• WHAT YOU ARE ASKED TO DO:
The lines from the top of the data down to the line with "box: [0, 191, 600, 399]" should be repeated exactly, both ends included.

◇ ◇ ◇

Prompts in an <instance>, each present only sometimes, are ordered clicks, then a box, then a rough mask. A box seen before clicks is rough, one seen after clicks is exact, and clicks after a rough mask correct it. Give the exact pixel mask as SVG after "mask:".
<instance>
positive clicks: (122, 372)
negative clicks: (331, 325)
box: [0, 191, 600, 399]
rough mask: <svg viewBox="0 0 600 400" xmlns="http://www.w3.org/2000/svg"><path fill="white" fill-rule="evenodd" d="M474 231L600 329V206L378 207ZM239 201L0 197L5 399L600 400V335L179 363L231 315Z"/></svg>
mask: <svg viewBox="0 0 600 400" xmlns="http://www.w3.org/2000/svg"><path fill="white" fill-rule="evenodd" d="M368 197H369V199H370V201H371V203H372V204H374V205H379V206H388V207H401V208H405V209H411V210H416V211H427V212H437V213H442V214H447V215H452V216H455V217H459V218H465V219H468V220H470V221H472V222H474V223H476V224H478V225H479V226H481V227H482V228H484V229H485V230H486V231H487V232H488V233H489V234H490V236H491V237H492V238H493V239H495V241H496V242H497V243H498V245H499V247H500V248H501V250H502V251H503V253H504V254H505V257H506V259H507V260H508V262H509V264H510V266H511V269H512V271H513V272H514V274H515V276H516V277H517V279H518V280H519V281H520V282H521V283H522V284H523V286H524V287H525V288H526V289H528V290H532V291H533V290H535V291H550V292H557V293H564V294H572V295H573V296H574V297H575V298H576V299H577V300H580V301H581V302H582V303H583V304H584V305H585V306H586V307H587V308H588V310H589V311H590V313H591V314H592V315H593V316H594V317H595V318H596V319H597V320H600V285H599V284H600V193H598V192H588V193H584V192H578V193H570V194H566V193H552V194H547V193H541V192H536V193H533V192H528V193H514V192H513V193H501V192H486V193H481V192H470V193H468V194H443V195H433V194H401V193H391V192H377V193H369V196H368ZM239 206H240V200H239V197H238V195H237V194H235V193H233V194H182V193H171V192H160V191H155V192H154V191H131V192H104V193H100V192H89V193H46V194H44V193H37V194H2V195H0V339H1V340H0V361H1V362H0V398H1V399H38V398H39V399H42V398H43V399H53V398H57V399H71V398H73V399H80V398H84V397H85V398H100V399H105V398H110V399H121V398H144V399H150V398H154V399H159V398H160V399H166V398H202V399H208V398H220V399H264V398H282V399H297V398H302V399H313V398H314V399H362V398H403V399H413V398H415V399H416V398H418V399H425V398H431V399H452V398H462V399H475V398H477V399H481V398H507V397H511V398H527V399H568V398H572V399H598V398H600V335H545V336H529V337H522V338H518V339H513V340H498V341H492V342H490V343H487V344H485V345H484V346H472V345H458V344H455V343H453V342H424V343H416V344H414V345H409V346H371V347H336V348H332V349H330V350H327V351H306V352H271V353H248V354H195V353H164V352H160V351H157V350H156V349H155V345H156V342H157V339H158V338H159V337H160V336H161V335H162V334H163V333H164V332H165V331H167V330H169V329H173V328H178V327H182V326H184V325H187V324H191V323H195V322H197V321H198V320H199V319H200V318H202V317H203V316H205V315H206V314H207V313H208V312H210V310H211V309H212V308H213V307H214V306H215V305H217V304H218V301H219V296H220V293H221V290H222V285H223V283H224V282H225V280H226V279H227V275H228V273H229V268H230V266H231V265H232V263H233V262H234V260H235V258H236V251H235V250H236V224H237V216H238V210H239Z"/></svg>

◇ ◇ ◇

• RESULT OF THE TASK:
Prompts in an <instance>, each present only sometimes, are ordered clicks, then a box, then a rough mask. A box seen before clicks is rough, one seen after clicks is exact, and clicks after a rough mask correct it. Give the exact pixel mask as SVG after "mask:".
<instance>
positive clicks: (122, 372)
negative clicks: (331, 325)
box: [0, 191, 600, 399]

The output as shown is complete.